## SUPPLIED MATERIAL
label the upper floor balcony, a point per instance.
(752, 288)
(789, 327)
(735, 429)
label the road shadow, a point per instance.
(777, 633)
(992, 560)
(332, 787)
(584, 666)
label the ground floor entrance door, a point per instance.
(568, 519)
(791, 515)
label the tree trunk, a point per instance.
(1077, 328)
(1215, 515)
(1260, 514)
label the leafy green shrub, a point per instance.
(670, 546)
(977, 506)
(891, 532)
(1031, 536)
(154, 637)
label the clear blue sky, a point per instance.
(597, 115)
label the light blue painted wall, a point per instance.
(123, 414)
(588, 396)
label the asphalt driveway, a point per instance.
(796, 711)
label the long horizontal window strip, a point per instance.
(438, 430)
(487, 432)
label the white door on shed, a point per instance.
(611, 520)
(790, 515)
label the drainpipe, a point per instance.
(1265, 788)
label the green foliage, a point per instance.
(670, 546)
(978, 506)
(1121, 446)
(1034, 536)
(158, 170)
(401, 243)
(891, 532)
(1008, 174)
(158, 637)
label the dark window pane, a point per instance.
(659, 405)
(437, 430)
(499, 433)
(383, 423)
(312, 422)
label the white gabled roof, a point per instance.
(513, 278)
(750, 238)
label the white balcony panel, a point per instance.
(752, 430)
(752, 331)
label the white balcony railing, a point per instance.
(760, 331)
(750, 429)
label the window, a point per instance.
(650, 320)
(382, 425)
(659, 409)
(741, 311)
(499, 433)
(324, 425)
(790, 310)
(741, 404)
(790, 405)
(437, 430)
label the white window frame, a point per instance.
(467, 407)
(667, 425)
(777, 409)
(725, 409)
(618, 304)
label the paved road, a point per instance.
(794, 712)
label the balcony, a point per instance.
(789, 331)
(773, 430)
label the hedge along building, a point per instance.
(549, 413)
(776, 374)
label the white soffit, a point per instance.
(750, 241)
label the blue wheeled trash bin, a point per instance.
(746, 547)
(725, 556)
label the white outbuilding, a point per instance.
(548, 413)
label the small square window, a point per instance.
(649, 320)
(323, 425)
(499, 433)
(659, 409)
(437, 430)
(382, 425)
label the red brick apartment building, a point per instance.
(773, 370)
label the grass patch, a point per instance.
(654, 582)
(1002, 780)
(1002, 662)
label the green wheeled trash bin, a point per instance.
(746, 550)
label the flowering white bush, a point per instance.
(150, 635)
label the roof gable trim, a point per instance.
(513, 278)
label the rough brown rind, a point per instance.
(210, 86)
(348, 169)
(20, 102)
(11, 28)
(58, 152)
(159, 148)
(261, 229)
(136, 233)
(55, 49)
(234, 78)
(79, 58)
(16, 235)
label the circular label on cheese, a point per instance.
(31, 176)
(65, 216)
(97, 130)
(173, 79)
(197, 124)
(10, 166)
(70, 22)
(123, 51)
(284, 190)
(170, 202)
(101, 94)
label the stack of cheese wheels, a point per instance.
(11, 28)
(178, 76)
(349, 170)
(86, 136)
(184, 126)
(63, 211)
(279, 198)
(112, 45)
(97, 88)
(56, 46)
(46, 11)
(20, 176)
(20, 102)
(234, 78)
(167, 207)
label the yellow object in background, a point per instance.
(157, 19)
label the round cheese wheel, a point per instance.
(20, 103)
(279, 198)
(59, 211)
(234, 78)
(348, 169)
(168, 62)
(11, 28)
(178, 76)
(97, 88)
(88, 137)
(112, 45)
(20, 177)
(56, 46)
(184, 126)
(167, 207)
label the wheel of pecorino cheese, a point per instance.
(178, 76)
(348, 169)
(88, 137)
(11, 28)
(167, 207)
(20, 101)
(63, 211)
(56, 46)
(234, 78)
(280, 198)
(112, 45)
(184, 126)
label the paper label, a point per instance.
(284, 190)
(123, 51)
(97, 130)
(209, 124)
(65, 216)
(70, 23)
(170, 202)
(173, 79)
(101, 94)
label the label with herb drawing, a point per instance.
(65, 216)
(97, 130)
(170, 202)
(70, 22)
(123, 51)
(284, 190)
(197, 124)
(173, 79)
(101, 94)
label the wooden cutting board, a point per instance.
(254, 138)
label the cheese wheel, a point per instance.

...

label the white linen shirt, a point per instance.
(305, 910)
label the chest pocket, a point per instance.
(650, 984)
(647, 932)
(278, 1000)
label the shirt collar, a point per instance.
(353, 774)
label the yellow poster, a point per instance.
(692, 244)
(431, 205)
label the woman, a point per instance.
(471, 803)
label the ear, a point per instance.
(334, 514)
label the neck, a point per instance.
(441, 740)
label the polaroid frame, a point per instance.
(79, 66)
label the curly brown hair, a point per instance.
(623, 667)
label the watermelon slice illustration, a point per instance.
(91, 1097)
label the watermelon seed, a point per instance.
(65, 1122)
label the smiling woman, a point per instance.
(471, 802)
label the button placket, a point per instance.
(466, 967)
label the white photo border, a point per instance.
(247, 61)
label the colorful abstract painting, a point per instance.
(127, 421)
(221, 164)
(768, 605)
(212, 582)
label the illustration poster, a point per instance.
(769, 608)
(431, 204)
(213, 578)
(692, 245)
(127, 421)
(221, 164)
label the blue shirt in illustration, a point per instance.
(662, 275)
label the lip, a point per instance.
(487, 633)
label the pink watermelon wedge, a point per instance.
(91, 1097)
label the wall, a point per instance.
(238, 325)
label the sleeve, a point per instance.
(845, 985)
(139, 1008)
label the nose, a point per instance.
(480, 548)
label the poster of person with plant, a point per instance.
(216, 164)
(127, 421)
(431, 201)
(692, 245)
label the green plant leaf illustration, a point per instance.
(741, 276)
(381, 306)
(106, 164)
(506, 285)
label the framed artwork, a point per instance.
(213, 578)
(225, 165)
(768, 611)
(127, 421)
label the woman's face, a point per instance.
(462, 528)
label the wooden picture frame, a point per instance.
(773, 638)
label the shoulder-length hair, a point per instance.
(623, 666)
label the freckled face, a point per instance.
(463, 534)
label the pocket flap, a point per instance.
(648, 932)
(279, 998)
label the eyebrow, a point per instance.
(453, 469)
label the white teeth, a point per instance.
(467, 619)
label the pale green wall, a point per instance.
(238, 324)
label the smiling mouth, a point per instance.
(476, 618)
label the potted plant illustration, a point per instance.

--

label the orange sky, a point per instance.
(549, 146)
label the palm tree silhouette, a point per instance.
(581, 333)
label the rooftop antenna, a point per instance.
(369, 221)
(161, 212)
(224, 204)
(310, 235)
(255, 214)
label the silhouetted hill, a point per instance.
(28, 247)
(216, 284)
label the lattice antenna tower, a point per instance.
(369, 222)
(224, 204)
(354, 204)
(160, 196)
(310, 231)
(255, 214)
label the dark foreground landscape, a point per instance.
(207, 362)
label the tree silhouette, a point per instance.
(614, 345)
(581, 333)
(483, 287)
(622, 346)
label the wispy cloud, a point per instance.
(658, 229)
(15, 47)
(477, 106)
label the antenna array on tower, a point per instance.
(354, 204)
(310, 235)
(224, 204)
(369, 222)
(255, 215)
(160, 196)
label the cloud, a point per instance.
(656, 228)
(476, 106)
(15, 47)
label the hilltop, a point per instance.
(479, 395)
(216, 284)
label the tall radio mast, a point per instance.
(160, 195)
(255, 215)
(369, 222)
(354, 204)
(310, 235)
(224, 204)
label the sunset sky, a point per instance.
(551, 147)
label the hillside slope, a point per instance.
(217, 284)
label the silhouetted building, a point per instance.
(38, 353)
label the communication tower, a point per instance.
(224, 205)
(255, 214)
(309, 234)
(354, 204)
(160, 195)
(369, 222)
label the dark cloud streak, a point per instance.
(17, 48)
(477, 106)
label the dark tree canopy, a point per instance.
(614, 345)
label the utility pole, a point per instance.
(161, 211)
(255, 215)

## DIRECTIONS
Repeat the entries above verbatim, but only from the line that has "label the freckled" down to the line that has "label the potted", inclusive.

## YOUR RESPONSE
label the freckled face, a point per instance.
(463, 534)
label the pocket flap, a point per instance.
(648, 932)
(279, 998)
label the eyebrow, a point per instance.
(453, 469)
label the white teeth, a point per instance.
(467, 619)
label the pale green wall, a point per instance.
(238, 324)
label the smiling mouth, a point per instance.
(476, 618)
label the potted plant illustration, a point per instance.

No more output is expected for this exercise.